-- ABOUT THIS EXERCISE --
Could you retype all of the records exactly, leaving out every picture?
::::::::
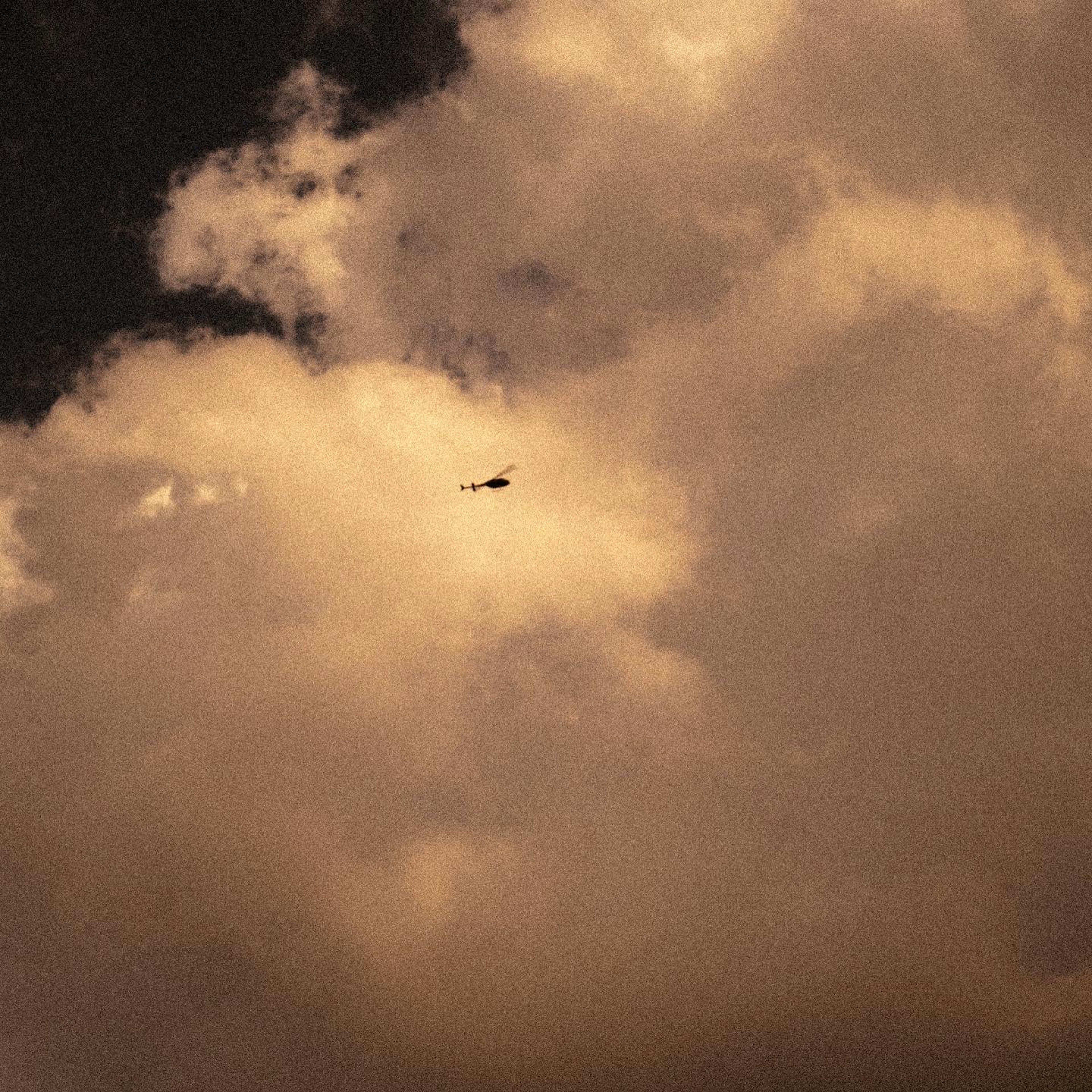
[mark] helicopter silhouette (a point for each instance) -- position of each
(497, 482)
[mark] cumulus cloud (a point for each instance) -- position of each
(743, 740)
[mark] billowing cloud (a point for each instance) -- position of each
(742, 740)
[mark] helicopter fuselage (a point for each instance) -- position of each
(492, 484)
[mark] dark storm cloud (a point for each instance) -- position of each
(743, 741)
(101, 104)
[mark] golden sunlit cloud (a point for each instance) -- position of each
(741, 740)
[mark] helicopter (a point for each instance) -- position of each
(497, 482)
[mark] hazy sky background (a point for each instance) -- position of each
(743, 742)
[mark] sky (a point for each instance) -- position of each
(742, 742)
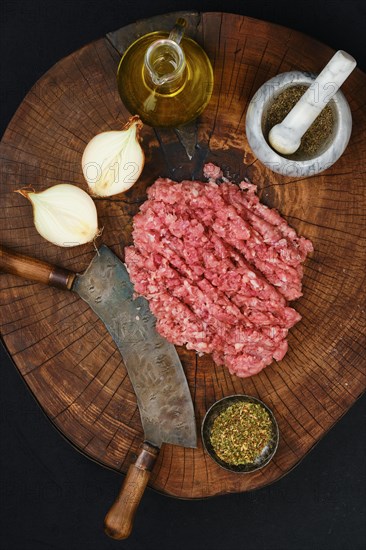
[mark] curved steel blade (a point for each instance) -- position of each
(153, 365)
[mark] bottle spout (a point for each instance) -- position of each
(177, 31)
(164, 59)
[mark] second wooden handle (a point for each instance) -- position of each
(119, 520)
(35, 270)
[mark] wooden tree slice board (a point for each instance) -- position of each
(63, 351)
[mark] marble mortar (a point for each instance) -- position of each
(325, 157)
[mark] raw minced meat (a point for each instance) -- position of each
(218, 269)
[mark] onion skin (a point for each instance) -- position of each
(113, 161)
(64, 214)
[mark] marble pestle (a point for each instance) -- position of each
(285, 137)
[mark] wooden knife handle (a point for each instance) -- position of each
(35, 270)
(119, 520)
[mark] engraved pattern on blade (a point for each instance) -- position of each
(153, 365)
::::::::
-- RESPONSE TO THIS TASK --
[mark] helicopter silhouette (a point for each instance) -- position of each
(497, 482)
[mark] cumulus cloud (a point for each instance) -- position of each
(743, 740)
[mark] billowing cloud (a point for each instance) -- position of each
(742, 740)
[mark] helicopter fuselage (a point for each instance) -- position of each
(492, 484)
[mark] dark storm cloud (a point for each instance) -- position of each
(743, 741)
(101, 104)
[mark] golden sunlit cloud (a point for each instance) -- position of each
(741, 740)
[mark] helicopter (a point for each instance) -- position of each
(497, 482)
[mark] hazy sky background (a point for each instance) -- position of each
(743, 742)
[mark] sky (a point for each instance) -- position of each
(742, 742)
[mark] curved steel blade (a point for each instance) -- position of each
(153, 365)
[mark] bottle spout (a point for each instance) -- position of each
(177, 31)
(164, 59)
[mark] second wooden handle (a point for each instance) -- position of each
(119, 520)
(35, 270)
[mark] wooden tree slice board (a point for each instance) -- position of each
(63, 351)
[mark] marble mortar (a point for each instance) -- position of each
(325, 157)
[mark] raw minced meat (a point for each instance) -- position of each
(218, 269)
[mark] onion skin (a point for each instance) -- position of each
(113, 161)
(64, 214)
[mark] marble pestle (a point for each instance) -- position of each
(285, 137)
[mark] wooden knife handle (a point for each instance) -- position of each
(35, 270)
(119, 520)
[mark] engraved pattern on blade (a point for each instance) -- position of each
(153, 365)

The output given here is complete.